■ **What is required**: An exact copy of every entry is the answer here, with no pictures.

[Data extract Boundary: Start]

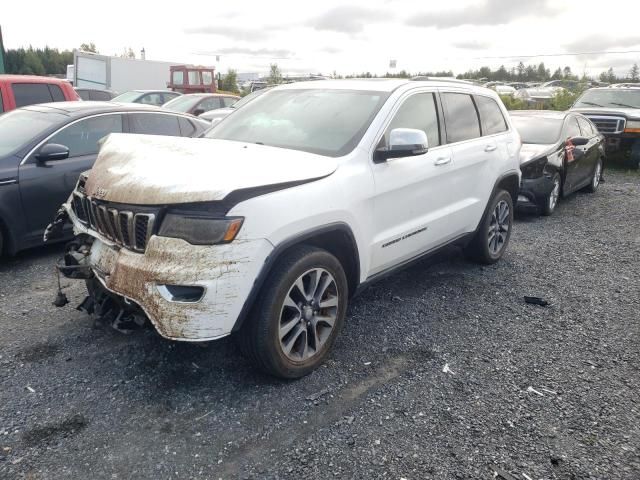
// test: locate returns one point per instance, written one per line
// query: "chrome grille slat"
(125, 228)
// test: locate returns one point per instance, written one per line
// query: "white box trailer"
(92, 70)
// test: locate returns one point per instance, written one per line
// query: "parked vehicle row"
(44, 148)
(266, 227)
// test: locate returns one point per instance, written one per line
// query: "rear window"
(490, 116)
(460, 117)
(31, 93)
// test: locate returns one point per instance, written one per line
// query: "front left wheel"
(298, 314)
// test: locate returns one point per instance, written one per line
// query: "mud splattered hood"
(153, 170)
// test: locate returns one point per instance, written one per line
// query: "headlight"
(632, 126)
(199, 229)
(534, 168)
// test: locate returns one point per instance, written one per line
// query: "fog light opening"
(181, 293)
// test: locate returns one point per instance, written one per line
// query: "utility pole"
(1, 53)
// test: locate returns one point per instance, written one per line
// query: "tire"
(595, 178)
(493, 234)
(289, 334)
(550, 203)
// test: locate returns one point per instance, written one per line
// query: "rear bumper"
(534, 191)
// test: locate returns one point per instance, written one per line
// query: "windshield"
(326, 122)
(538, 130)
(127, 97)
(615, 98)
(183, 103)
(19, 127)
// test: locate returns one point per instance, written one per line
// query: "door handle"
(442, 161)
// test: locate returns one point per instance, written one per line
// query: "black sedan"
(44, 148)
(562, 152)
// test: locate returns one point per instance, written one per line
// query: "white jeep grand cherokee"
(266, 227)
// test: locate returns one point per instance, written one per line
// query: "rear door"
(413, 195)
(44, 187)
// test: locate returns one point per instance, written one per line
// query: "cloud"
(602, 42)
(347, 19)
(256, 52)
(490, 12)
(471, 45)
(232, 32)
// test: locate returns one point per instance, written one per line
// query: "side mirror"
(579, 141)
(51, 152)
(403, 142)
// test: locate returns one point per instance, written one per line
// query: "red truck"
(20, 90)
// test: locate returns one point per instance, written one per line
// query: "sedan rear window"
(537, 130)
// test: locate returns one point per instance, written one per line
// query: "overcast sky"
(348, 37)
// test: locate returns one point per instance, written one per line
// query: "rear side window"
(56, 93)
(419, 112)
(491, 116)
(460, 117)
(31, 93)
(154, 124)
(585, 126)
(82, 137)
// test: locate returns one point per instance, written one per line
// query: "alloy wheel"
(499, 227)
(308, 314)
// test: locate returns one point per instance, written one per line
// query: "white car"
(293, 204)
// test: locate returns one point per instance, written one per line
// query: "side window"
(460, 117)
(419, 112)
(491, 117)
(82, 137)
(571, 128)
(30, 93)
(210, 103)
(585, 127)
(56, 93)
(187, 129)
(154, 124)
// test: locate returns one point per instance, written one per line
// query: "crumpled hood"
(155, 170)
(531, 151)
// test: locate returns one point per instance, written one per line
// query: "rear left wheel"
(491, 240)
(551, 201)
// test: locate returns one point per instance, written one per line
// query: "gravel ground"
(442, 371)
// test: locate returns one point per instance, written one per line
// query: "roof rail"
(422, 78)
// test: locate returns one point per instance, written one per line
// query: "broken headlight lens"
(199, 229)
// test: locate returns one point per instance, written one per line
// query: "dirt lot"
(442, 371)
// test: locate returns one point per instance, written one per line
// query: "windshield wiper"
(623, 105)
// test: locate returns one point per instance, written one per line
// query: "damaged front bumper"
(188, 292)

[Data extract Boundary: End]

■ **Response**:
// test: locate returns one point per instance, written one per line
// query: "chrome grille slat"
(125, 228)
// test: locate returns one point per instance, written one per line
// query: "white box trailer"
(92, 70)
// test: locate returns one point per instance, written one per line
// query: "parked vehicle row"
(44, 148)
(266, 227)
// test: locate returns one point per instance, written one per line
// query: "rear window"
(490, 116)
(460, 117)
(31, 93)
// test: locate returns one point per instance, written one per line
// query: "front left wheel"
(298, 314)
// test: locate returns one point per instance, written one per line
// query: "mud splattered hood"
(153, 170)
// test: locate returns one point per instance, written one per line
// query: "headlight"
(632, 126)
(199, 229)
(534, 168)
// test: locate returns one point per instance, written one per line
// query: "fog light opening"
(181, 293)
// test: locate returns one point per instance, written one per line
// query: "utility pole"
(1, 53)
// test: locate returns one point per instance, written one per line
// query: "tire"
(595, 178)
(493, 234)
(289, 334)
(550, 203)
// test: locate returns one point per instance, written one per line
// query: "rear bumper"
(534, 191)
// test: locate returns one point per instance, written one per line
// query: "windshield"
(326, 122)
(538, 130)
(127, 97)
(615, 98)
(183, 103)
(19, 127)
// test: locate returns one point per instance, written one per line
// query: "door handle"
(442, 161)
// test: locate returns one point per instance, written one per line
// query: "black sedan"
(44, 148)
(562, 152)
// test: locate returns one point per instance, written one per line
// query: "white jeep grand cherokee"
(266, 227)
// test: locate returns one point per instance, written one per line
// query: "rear door"
(413, 195)
(44, 187)
// test: locate returns one point per instance, written one per line
// query: "cloud"
(602, 42)
(347, 19)
(256, 52)
(490, 12)
(471, 45)
(232, 32)
// test: locate returns one point per instance, written one per line
// query: "side mirror"
(579, 141)
(51, 152)
(403, 142)
// test: locate returns one point per instance, written one per line
// query: "red truck"
(20, 90)
// test: locate returns one point per instance, written one per line
// query: "sedan rear window"
(537, 130)
// test: locate returns one point per instance, written one per line
// query: "overcast sky"
(348, 37)
// test: locate returns one point per instance, written one per line
// query: "rear side window"
(56, 93)
(419, 112)
(491, 116)
(460, 117)
(31, 93)
(154, 124)
(585, 126)
(82, 137)
// test: locate returns one point per instance, written one per line
// query: "alloy wheel"
(499, 227)
(308, 314)
// test: locate returns one point per instance, written one per line
// query: "white car"
(293, 204)
// test: locate returns one point per instance, written one per line
// query: "side window"
(460, 117)
(419, 112)
(491, 117)
(82, 137)
(571, 128)
(30, 93)
(210, 103)
(585, 127)
(56, 93)
(187, 129)
(154, 124)
// test: locate returns one point per instance, written one per line
// query: "crumpled hood"
(155, 170)
(531, 151)
// test: locate returns one point per instance, written one per line
// query: "rear left wheel"
(491, 240)
(551, 201)
// test: locate returns one point per instance, written one per line
// query: "gravel ground"
(442, 371)
// test: locate returns one point per instance, written one per line
// query: "roof rail"
(422, 78)
// test: locate returns one point per instance, written one per line
// query: "broken headlight lens"
(199, 229)
// test: locate returns one point per instance, written one per line
// query: "dirt lot"
(442, 371)
// test: locate returns one point per instance, written one per line
// query: "windshield wiper"
(623, 105)
// test: locate returns one point per instance, written one per line
// query: "damaged front bumper"
(188, 292)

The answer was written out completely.